Output the line with "# provide integer" and every following line to the end of the material, exactly as they appear.

INPUT MATERIAL
────────────────────────────────────────

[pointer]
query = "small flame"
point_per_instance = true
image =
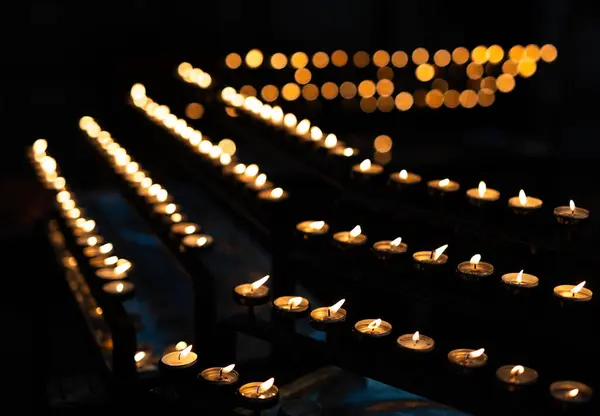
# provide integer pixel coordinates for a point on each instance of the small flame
(438, 251)
(482, 188)
(577, 288)
(517, 370)
(277, 193)
(336, 307)
(266, 385)
(259, 282)
(522, 197)
(365, 165)
(374, 324)
(293, 302)
(355, 232)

────────────────────────────────────────

SOLUTION BELOW
# provide integer pixel coordinates for a point on each instance of the small flame
(438, 251)
(482, 188)
(577, 288)
(517, 370)
(277, 193)
(336, 307)
(266, 385)
(259, 282)
(522, 197)
(365, 165)
(374, 324)
(293, 302)
(355, 232)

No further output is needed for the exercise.